▶ **ACTIVITY**
The answer is a single number: the count of lines below in which the word "each" appears.

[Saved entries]
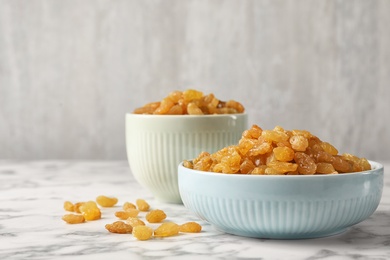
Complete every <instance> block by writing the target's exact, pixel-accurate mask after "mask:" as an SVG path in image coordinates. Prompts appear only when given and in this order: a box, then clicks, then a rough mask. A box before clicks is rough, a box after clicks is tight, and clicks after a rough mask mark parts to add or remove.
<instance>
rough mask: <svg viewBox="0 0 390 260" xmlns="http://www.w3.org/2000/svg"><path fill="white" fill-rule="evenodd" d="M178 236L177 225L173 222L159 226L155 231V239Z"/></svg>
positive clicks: (165, 223)
mask: <svg viewBox="0 0 390 260" xmlns="http://www.w3.org/2000/svg"><path fill="white" fill-rule="evenodd" d="M177 234H179V225H178V224H176V223H173V222H165V223H163V224H161V225H160V226H159V227H158V228H157V229H156V230H155V231H154V236H155V237H169V236H174V235H177Z"/></svg>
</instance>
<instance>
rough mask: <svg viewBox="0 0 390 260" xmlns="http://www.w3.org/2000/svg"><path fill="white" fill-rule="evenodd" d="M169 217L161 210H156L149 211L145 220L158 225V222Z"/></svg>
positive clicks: (158, 209) (149, 222)
mask: <svg viewBox="0 0 390 260" xmlns="http://www.w3.org/2000/svg"><path fill="white" fill-rule="evenodd" d="M166 217H167V215H166V214H165V212H164V211H163V210H161V209H155V210H151V211H149V212H148V213H147V214H146V216H145V218H146V220H147V221H148V222H149V223H158V222H161V221H163V220H164V219H165V218H166Z"/></svg>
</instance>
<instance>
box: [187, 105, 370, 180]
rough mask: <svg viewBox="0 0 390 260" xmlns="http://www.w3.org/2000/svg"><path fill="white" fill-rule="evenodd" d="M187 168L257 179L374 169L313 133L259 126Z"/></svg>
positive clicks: (201, 155) (249, 131)
mask: <svg viewBox="0 0 390 260" xmlns="http://www.w3.org/2000/svg"><path fill="white" fill-rule="evenodd" d="M221 103H222V104H223V102H220V104H221ZM183 165H184V166H185V167H187V168H191V169H195V170H201V171H211V172H217V173H230V174H234V173H239V174H253V175H260V174H267V175H270V174H272V175H275V174H276V175H282V174H283V175H297V174H303V175H308V174H334V173H347V172H359V171H366V170H370V169H371V165H370V163H369V161H368V160H367V159H365V158H359V157H357V156H354V155H351V154H343V155H338V151H337V149H336V148H335V147H334V146H333V145H331V144H330V143H327V142H323V141H321V140H320V139H319V138H318V137H316V136H314V135H312V134H311V133H310V132H309V131H306V130H292V131H288V130H285V129H283V128H282V127H281V126H276V127H274V129H273V130H262V129H261V128H260V127H259V126H257V125H252V127H251V128H250V129H247V130H245V131H244V132H243V133H242V135H241V139H240V140H239V141H238V144H237V145H230V146H227V147H224V148H222V149H220V150H218V151H216V152H215V153H212V154H209V153H207V152H202V153H200V154H199V155H198V156H197V157H196V158H194V159H193V161H192V162H190V161H184V162H183ZM332 167H333V168H332ZM317 168H318V169H317Z"/></svg>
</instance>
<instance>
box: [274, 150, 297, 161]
mask: <svg viewBox="0 0 390 260" xmlns="http://www.w3.org/2000/svg"><path fill="white" fill-rule="evenodd" d="M273 151H274V155H275V158H276V160H278V161H281V162H289V161H292V160H293V159H294V155H295V153H294V150H293V149H291V148H289V147H275V148H274V150H273Z"/></svg>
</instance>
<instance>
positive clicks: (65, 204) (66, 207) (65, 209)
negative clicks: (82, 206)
mask: <svg viewBox="0 0 390 260" xmlns="http://www.w3.org/2000/svg"><path fill="white" fill-rule="evenodd" d="M64 209H65V210H66V211H71V212H74V211H75V210H74V205H73V203H72V202H70V201H65V202H64Z"/></svg>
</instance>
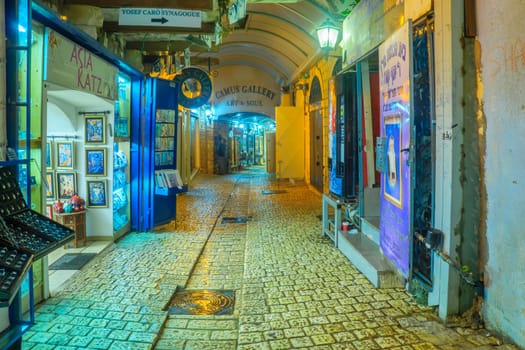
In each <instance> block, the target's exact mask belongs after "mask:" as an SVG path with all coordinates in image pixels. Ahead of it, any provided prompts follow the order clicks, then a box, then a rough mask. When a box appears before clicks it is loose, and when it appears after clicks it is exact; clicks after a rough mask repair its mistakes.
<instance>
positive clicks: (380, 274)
mask: <svg viewBox="0 0 525 350" xmlns="http://www.w3.org/2000/svg"><path fill="white" fill-rule="evenodd" d="M338 243H339V245H338V246H339V250H341V252H342V253H343V254H344V255H345V256H346V257H347V258H348V259H349V260H350V261H351V262H352V263H353V264H354V265H355V266H356V268H357V269H358V270H359V271H361V273H363V274H364V275H365V276H366V278H368V280H369V281H370V282H371V283H372V284H373V285H374V286H375V287H376V288H403V287H404V280H403V278H402V277H401V276H400V275H399V274H398V272H397V271H395V269H394V268H393V267H392V266H391V264H390V263H389V262H388V261H387V259H386V258H385V257H384V256H383V254H382V253H381V250H380V249H379V245H377V244H376V243H375V242H373V241H372V240H370V239H369V238H368V237H367V236H366V235H364V234H363V233H348V232H343V231H340V232H339V240H338Z"/></svg>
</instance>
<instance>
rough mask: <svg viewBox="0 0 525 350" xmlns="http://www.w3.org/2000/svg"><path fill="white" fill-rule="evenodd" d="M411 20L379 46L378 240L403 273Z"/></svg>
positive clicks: (387, 254) (405, 225)
mask: <svg viewBox="0 0 525 350" xmlns="http://www.w3.org/2000/svg"><path fill="white" fill-rule="evenodd" d="M411 28H412V24H411V22H407V23H406V24H405V25H403V27H401V28H400V29H399V30H397V31H396V32H395V33H394V34H393V35H392V36H391V37H390V38H388V39H387V40H386V41H385V42H384V43H383V44H382V45H381V46H380V47H379V74H380V101H381V136H382V137H383V138H384V139H385V144H386V147H385V148H384V152H386V154H385V155H384V157H385V159H386V167H385V168H386V169H384V170H385V171H384V172H383V173H382V174H381V194H382V195H381V198H380V223H379V231H380V237H379V243H380V245H381V249H382V251H383V253H384V254H385V256H386V257H387V258H388V259H389V260H390V261H391V262H392V263H393V264H394V266H395V267H396V268H397V269H398V270H399V271H400V272H401V273H402V274H403V275H404V276H408V274H409V268H410V267H409V263H410V239H411V232H410V230H411V224H410V166H409V155H410V154H409V152H408V150H409V149H410V135H411V133H410V125H411V111H410V108H411V103H410V101H411V88H410V77H411V75H412V74H411V65H410V61H411V51H410V48H411V42H412V41H411V40H412V39H411V30H412V29H411Z"/></svg>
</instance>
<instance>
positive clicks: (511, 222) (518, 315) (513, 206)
mask: <svg viewBox="0 0 525 350" xmlns="http://www.w3.org/2000/svg"><path fill="white" fill-rule="evenodd" d="M476 6H477V27H478V42H477V55H478V59H479V62H478V79H479V80H478V98H479V102H480V106H481V107H480V108H479V110H478V130H479V135H480V139H481V145H482V149H483V148H484V152H485V153H484V154H482V156H481V167H482V181H483V184H482V186H484V187H483V188H482V192H485V198H482V200H481V202H482V203H481V204H482V208H483V210H484V211H485V212H486V220H485V222H482V224H483V226H484V227H482V232H481V235H482V240H484V242H483V244H482V245H481V247H482V254H483V261H482V264H483V267H484V270H485V284H486V290H485V294H486V295H485V296H486V297H485V305H484V311H485V316H486V322H487V325H488V326H489V327H490V328H493V329H496V330H498V331H500V332H501V333H503V334H505V335H507V336H509V337H510V338H511V339H512V340H513V341H514V342H516V343H517V344H518V345H520V346H522V347H525V239H524V235H525V233H524V230H523V227H524V223H523V217H524V213H525V209H524V208H525V162H524V157H523V149H524V146H525V138H524V137H523V135H524V134H525V83H524V81H525V34H524V33H525V21H524V20H523V13H525V2H523V1H518V0H513V1H495V0H491V1H476ZM483 218H484V217H483V216H482V219H483Z"/></svg>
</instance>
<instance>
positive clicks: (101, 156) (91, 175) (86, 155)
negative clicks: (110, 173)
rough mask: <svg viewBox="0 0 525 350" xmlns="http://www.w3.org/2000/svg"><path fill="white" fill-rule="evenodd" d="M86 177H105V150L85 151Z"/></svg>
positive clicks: (105, 170)
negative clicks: (85, 161) (102, 176)
mask: <svg viewBox="0 0 525 350" xmlns="http://www.w3.org/2000/svg"><path fill="white" fill-rule="evenodd" d="M86 176H106V149H105V148H99V149H86Z"/></svg>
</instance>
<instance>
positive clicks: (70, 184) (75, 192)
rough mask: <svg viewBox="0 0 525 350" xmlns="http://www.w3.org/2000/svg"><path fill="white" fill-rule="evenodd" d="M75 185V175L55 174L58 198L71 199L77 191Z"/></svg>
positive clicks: (75, 181)
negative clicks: (70, 198)
mask: <svg viewBox="0 0 525 350" xmlns="http://www.w3.org/2000/svg"><path fill="white" fill-rule="evenodd" d="M76 183H77V175H76V173H57V189H58V198H60V199H69V198H71V197H72V196H73V195H74V194H75V193H76V191H77V185H76Z"/></svg>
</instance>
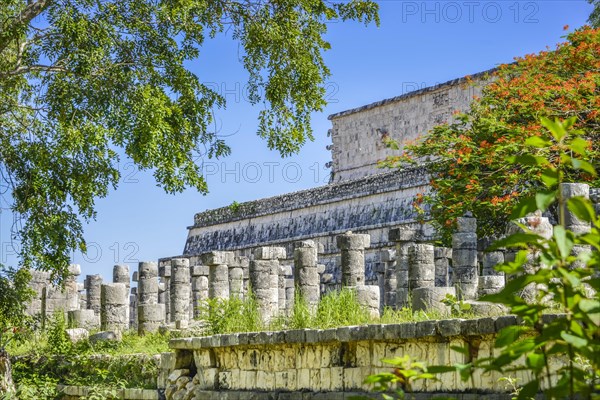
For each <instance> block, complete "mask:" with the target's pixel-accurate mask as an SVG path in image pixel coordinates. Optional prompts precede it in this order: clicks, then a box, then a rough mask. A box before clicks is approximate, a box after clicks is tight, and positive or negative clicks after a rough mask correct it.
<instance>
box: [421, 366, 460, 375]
mask: <svg viewBox="0 0 600 400" xmlns="http://www.w3.org/2000/svg"><path fill="white" fill-rule="evenodd" d="M456 370H457V369H456V367H454V366H451V365H432V366H430V367H429V368H427V371H429V372H431V373H432V374H444V373H447V372H456Z"/></svg>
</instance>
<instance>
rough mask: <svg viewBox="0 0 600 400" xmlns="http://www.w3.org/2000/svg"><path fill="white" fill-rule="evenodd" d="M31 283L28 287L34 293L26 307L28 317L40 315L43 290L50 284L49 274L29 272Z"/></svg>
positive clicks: (44, 273)
mask: <svg viewBox="0 0 600 400" xmlns="http://www.w3.org/2000/svg"><path fill="white" fill-rule="evenodd" d="M29 273H30V274H31V281H29V287H30V288H31V289H32V290H33V291H34V292H35V294H34V296H33V299H32V300H31V302H30V303H29V304H28V306H27V313H28V314H29V315H37V314H41V313H42V303H43V295H44V288H45V287H46V286H48V285H49V284H50V273H49V272H46V271H36V270H33V269H31V270H29Z"/></svg>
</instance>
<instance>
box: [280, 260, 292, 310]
mask: <svg viewBox="0 0 600 400" xmlns="http://www.w3.org/2000/svg"><path fill="white" fill-rule="evenodd" d="M291 276H293V272H292V266H291V265H280V266H279V282H278V285H277V290H278V293H279V299H278V301H277V306H278V308H279V313H280V314H285V311H286V309H287V308H288V306H289V304H288V301H287V294H286V290H285V289H286V281H287V280H288V279H289V278H290V277H291Z"/></svg>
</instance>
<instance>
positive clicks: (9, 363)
mask: <svg viewBox="0 0 600 400" xmlns="http://www.w3.org/2000/svg"><path fill="white" fill-rule="evenodd" d="M14 391H15V385H14V384H13V381H12V366H11V365H10V357H9V356H8V353H7V352H6V351H5V350H4V349H1V350H0V394H3V393H8V392H14Z"/></svg>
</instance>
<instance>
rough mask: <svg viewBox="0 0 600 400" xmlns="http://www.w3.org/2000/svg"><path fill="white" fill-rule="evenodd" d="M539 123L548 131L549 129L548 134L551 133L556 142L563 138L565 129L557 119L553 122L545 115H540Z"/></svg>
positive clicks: (560, 140) (564, 135) (565, 133)
mask: <svg viewBox="0 0 600 400" xmlns="http://www.w3.org/2000/svg"><path fill="white" fill-rule="evenodd" d="M541 123H542V125H543V126H545V127H546V128H547V129H548V131H550V134H551V135H552V137H554V139H556V141H557V142H560V141H561V139H562V138H564V137H565V135H566V134H567V130H566V129H565V127H564V125H563V124H562V123H561V122H560V121H559V120H558V119H557V120H556V121H555V122H553V121H551V120H550V119H548V118H546V117H542V118H541Z"/></svg>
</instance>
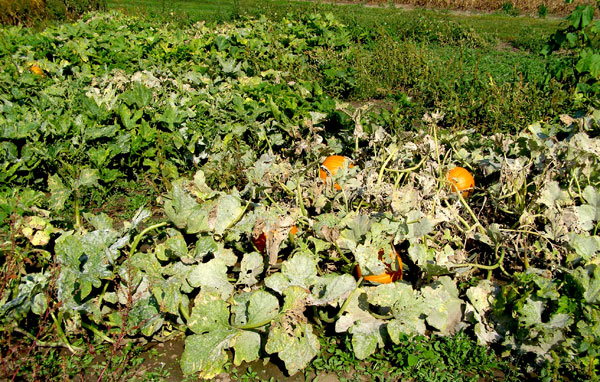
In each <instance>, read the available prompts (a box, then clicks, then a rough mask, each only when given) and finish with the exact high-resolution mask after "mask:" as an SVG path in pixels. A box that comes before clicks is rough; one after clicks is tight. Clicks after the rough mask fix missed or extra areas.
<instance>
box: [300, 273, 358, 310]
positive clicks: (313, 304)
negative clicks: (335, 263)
mask: <svg viewBox="0 0 600 382" xmlns="http://www.w3.org/2000/svg"><path fill="white" fill-rule="evenodd" d="M354 289H356V281H355V280H354V277H352V276H350V275H334V274H328V275H325V276H323V277H320V278H319V279H318V280H317V282H316V283H315V285H314V286H313V287H312V289H311V299H310V304H311V305H325V304H332V305H336V303H337V302H338V301H341V300H344V299H345V298H347V297H348V296H349V295H350V293H351V292H352V291H353V290H354Z"/></svg>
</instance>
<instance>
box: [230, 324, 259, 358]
mask: <svg viewBox="0 0 600 382" xmlns="http://www.w3.org/2000/svg"><path fill="white" fill-rule="evenodd" d="M233 351H234V353H235V356H234V358H233V363H234V365H236V366H239V365H241V364H242V362H244V361H246V362H252V361H256V360H257V359H258V357H259V351H260V334H258V333H256V332H251V331H248V330H242V331H240V333H239V334H238V336H237V337H236V338H235V343H234V344H233Z"/></svg>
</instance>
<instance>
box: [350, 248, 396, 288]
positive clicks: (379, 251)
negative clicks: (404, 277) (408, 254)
mask: <svg viewBox="0 0 600 382" xmlns="http://www.w3.org/2000/svg"><path fill="white" fill-rule="evenodd" d="M394 254H395V255H396V260H397V262H398V269H396V270H395V271H394V270H393V269H392V268H391V267H390V266H387V269H386V271H385V272H384V273H381V274H379V275H368V276H365V277H364V279H365V280H366V281H371V282H374V283H380V284H389V283H392V282H394V281H397V280H402V259H400V255H398V253H397V252H396V251H394ZM382 257H383V249H381V250H379V259H380V260H381V258H382ZM356 275H357V276H358V278H361V277H362V272H361V271H360V267H359V266H358V265H356Z"/></svg>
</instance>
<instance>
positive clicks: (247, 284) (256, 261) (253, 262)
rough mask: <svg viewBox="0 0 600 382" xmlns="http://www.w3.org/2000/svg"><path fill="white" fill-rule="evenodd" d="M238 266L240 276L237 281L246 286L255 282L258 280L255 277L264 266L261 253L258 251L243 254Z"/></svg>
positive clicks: (260, 271) (253, 283)
mask: <svg viewBox="0 0 600 382" xmlns="http://www.w3.org/2000/svg"><path fill="white" fill-rule="evenodd" d="M240 268H241V269H240V276H239V279H238V281H237V283H238V284H245V285H248V286H252V285H254V284H256V283H257V282H258V280H257V279H256V277H257V276H259V275H260V274H261V273H262V271H263V268H264V262H263V257H262V255H261V254H260V253H258V252H250V253H246V254H244V257H243V258H242V262H241V264H240Z"/></svg>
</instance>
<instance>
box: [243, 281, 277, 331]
mask: <svg viewBox="0 0 600 382" xmlns="http://www.w3.org/2000/svg"><path fill="white" fill-rule="evenodd" d="M231 311H232V313H233V315H234V324H235V325H236V327H248V328H258V327H261V326H264V325H267V324H269V323H270V322H271V320H273V319H274V318H275V317H277V315H278V313H279V300H278V299H277V297H275V296H273V295H272V294H270V293H268V292H266V291H263V290H257V291H254V292H248V293H241V294H239V295H237V296H236V297H235V303H234V304H233V305H232V307H231Z"/></svg>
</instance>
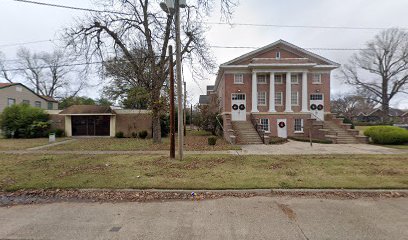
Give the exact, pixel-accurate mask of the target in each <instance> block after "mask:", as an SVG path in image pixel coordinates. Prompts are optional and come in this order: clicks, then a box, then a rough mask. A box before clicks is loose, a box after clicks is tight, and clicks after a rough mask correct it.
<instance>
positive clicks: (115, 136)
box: [115, 132, 125, 138]
mask: <svg viewBox="0 0 408 240" xmlns="http://www.w3.org/2000/svg"><path fill="white" fill-rule="evenodd" d="M115 137H116V138H124V137H125V134H123V132H117V133H116V134H115Z"/></svg>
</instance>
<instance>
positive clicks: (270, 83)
mask: <svg viewBox="0 0 408 240" xmlns="http://www.w3.org/2000/svg"><path fill="white" fill-rule="evenodd" d="M270 75H271V76H270V79H269V112H276V110H275V73H274V72H271V74H270Z"/></svg>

▶ **RESPONSE TO THE TASK**
4